━━ RECORDS FOR THE EXERCISE ━━
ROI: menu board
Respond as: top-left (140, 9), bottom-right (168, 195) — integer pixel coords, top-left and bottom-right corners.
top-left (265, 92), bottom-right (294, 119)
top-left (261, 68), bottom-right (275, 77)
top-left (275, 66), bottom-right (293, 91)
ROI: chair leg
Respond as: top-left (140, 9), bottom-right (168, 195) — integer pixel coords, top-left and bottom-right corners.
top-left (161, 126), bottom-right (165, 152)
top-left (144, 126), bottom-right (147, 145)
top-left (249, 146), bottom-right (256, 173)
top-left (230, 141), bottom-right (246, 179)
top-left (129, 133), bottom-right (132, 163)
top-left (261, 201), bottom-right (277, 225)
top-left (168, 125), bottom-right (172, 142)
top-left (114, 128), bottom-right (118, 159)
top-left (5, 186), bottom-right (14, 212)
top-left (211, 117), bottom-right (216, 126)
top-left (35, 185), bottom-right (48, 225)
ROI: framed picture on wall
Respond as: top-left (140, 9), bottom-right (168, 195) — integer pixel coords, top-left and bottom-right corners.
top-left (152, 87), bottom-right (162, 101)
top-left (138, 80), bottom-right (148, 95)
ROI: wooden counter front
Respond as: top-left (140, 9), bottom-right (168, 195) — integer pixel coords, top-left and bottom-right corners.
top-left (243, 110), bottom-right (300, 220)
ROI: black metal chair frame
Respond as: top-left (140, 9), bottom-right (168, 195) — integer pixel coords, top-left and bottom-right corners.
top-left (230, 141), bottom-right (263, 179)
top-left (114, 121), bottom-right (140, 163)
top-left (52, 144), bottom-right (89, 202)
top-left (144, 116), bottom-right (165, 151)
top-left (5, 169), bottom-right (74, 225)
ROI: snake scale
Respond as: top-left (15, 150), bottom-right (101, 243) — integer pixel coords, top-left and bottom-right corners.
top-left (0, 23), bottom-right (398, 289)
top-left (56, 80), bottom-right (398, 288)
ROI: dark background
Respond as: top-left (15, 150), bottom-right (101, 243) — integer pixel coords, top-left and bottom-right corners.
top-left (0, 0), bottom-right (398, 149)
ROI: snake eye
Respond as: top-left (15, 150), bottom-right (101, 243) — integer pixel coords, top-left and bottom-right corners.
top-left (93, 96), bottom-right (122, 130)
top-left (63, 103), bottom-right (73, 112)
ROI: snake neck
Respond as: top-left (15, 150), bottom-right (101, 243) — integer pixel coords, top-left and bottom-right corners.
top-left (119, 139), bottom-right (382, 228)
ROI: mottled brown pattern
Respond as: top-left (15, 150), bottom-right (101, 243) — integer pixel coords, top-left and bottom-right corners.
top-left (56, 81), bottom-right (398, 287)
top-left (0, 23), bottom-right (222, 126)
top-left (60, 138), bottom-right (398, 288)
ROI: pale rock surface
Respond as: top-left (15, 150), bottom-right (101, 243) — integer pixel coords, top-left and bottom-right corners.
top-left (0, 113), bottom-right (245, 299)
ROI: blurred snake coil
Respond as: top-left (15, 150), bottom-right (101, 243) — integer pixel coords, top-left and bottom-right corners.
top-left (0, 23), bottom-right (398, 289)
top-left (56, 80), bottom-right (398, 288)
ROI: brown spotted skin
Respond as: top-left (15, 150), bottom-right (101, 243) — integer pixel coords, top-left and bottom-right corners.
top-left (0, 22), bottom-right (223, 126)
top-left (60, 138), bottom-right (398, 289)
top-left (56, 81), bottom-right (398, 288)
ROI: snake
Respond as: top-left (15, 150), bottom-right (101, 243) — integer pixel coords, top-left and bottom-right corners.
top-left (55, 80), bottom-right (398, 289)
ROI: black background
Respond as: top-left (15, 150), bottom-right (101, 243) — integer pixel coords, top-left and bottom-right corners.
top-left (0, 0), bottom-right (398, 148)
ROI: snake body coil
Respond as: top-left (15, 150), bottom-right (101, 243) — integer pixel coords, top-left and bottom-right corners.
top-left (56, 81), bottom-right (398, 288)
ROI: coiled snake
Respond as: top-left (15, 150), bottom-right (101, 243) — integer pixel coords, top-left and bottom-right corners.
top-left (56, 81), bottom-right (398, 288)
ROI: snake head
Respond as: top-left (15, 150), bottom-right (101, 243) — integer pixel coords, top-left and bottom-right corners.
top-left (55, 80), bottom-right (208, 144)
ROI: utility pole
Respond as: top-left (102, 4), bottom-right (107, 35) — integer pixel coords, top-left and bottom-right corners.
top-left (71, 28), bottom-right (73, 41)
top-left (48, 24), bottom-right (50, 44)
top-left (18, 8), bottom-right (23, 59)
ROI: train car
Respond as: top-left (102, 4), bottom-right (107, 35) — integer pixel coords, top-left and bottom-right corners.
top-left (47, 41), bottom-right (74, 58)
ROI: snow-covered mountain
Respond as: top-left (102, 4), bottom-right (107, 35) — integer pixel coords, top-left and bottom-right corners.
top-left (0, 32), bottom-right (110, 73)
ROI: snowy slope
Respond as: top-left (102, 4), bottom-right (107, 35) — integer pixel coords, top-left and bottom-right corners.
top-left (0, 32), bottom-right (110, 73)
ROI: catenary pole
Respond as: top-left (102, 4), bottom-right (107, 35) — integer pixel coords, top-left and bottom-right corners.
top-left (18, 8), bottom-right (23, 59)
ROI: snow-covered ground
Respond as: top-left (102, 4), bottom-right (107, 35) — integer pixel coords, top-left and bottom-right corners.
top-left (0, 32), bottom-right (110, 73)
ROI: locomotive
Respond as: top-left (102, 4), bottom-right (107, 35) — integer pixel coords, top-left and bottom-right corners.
━━━
→ TASK REQUIREMENTS
Can you rewrite the material above with "Region" swapped in for every "ROI" and nothing else altered?

→ WRITTEN SOLUTION
Region: menu board
Respond as: top-left (140, 9), bottom-right (168, 195) — integer pixel coords, top-left and bottom-right corners.
top-left (265, 92), bottom-right (294, 119)
top-left (261, 68), bottom-right (275, 77)
top-left (275, 66), bottom-right (293, 91)
Region: chair leg
Respond as: top-left (140, 9), bottom-right (168, 195) — integer pixel coords, top-left and bottom-right corners.
top-left (161, 126), bottom-right (165, 152)
top-left (144, 126), bottom-right (147, 145)
top-left (249, 146), bottom-right (256, 173)
top-left (230, 141), bottom-right (246, 179)
top-left (129, 133), bottom-right (132, 163)
top-left (261, 201), bottom-right (277, 225)
top-left (168, 125), bottom-right (172, 142)
top-left (114, 128), bottom-right (118, 159)
top-left (5, 186), bottom-right (14, 212)
top-left (211, 117), bottom-right (216, 126)
top-left (35, 185), bottom-right (48, 225)
Region: framed picture on wall
Respond as: top-left (140, 9), bottom-right (168, 195) — integer pixel coords, top-left and bottom-right corners.
top-left (152, 87), bottom-right (162, 101)
top-left (138, 80), bottom-right (148, 95)
Region: wooden counter front
Respond as: top-left (140, 9), bottom-right (168, 195) — integer pixel coords, top-left and bottom-right corners.
top-left (243, 110), bottom-right (300, 220)
Region: black metal chair frame
Respond as: top-left (140, 9), bottom-right (168, 195) — integer pixel coords, top-left and bottom-right corners.
top-left (230, 141), bottom-right (263, 179)
top-left (114, 121), bottom-right (140, 163)
top-left (52, 144), bottom-right (89, 202)
top-left (144, 116), bottom-right (165, 151)
top-left (5, 169), bottom-right (74, 225)
Region: snake scale
Respond as: top-left (15, 150), bottom-right (101, 243) — integer pixel coords, top-left and bottom-right corners.
top-left (0, 23), bottom-right (398, 289)
top-left (56, 80), bottom-right (398, 288)
Region: dark background
Respond as: top-left (15, 150), bottom-right (101, 243) — integer pixel coords, top-left and bottom-right corners.
top-left (0, 0), bottom-right (398, 149)
Region: snake eye
Respond as: top-left (15, 150), bottom-right (101, 243) — integer pixel coords, top-left and bottom-right corners.
top-left (93, 96), bottom-right (122, 130)
top-left (63, 103), bottom-right (73, 112)
Region: snake neck
Respond as: top-left (15, 150), bottom-right (101, 243) — integer pixel coords, top-left and bottom-right corners.
top-left (119, 139), bottom-right (382, 228)
Region: mottled brown pattern
Respond as: top-left (15, 150), bottom-right (101, 243) — integer pixel coords, top-left and bottom-right corners.
top-left (56, 81), bottom-right (398, 287)
top-left (0, 23), bottom-right (222, 126)
top-left (60, 138), bottom-right (398, 288)
Region: pale rock surface
Respond as: top-left (15, 150), bottom-right (101, 243) — integer pixel coords, top-left and bottom-right corners.
top-left (0, 113), bottom-right (245, 299)
Region: blurred snake coil
Respond as: top-left (15, 150), bottom-right (101, 243) — integer pixel coords, top-left and bottom-right corners.
top-left (0, 23), bottom-right (398, 289)
top-left (56, 80), bottom-right (398, 288)
Region: brown spotted skin
Respond as: top-left (15, 150), bottom-right (101, 243) — integer pixel coords, top-left and bottom-right corners.
top-left (0, 22), bottom-right (223, 126)
top-left (60, 138), bottom-right (398, 289)
top-left (56, 81), bottom-right (398, 288)
Region: snake
Respond as: top-left (15, 150), bottom-right (101, 243) — integer pixel coords, top-left and bottom-right corners.
top-left (55, 80), bottom-right (398, 289)
Region: black background
Respond as: top-left (15, 150), bottom-right (101, 243) — integer pixel coords, top-left and bottom-right corners.
top-left (0, 0), bottom-right (398, 148)
Region: snake body coil
Respond as: top-left (15, 150), bottom-right (101, 243) — integer pixel coords, top-left and bottom-right corners.
top-left (56, 81), bottom-right (398, 288)
Region: coiled snake
Respond as: top-left (15, 150), bottom-right (101, 243) — integer pixel coords, top-left and bottom-right corners.
top-left (56, 81), bottom-right (398, 288)
Region: snake head
Respond as: top-left (15, 150), bottom-right (101, 243) — integer pixel coords, top-left and bottom-right corners.
top-left (55, 80), bottom-right (208, 144)
Region: utility pole
Respond as: top-left (102, 4), bottom-right (107, 35) — integer pixel coords, top-left and bottom-right corners.
top-left (71, 28), bottom-right (73, 41)
top-left (48, 24), bottom-right (50, 44)
top-left (18, 8), bottom-right (23, 59)
Region: train car
Respond as: top-left (102, 4), bottom-right (107, 35) — integer pixel coords, top-left and bottom-right corners.
top-left (47, 41), bottom-right (74, 58)
Region: snow-covered mountain
Respond as: top-left (102, 4), bottom-right (107, 35) — integer pixel coords, top-left and bottom-right corners.
top-left (0, 32), bottom-right (110, 73)
Region: snowy slope
Respond as: top-left (102, 4), bottom-right (107, 35) — integer pixel coords, top-left and bottom-right corners.
top-left (0, 32), bottom-right (110, 73)
Region: catenary pole
Respond as: top-left (102, 4), bottom-right (107, 35) — integer pixel coords, top-left and bottom-right corners.
top-left (18, 8), bottom-right (23, 59)
Region: snow-covered ground
Respond as: top-left (102, 4), bottom-right (107, 35) — integer pixel coords, top-left and bottom-right corners.
top-left (0, 32), bottom-right (110, 73)
Region: locomotive
Respond as: top-left (102, 4), bottom-right (107, 35) — integer pixel coords, top-left and bottom-right corners.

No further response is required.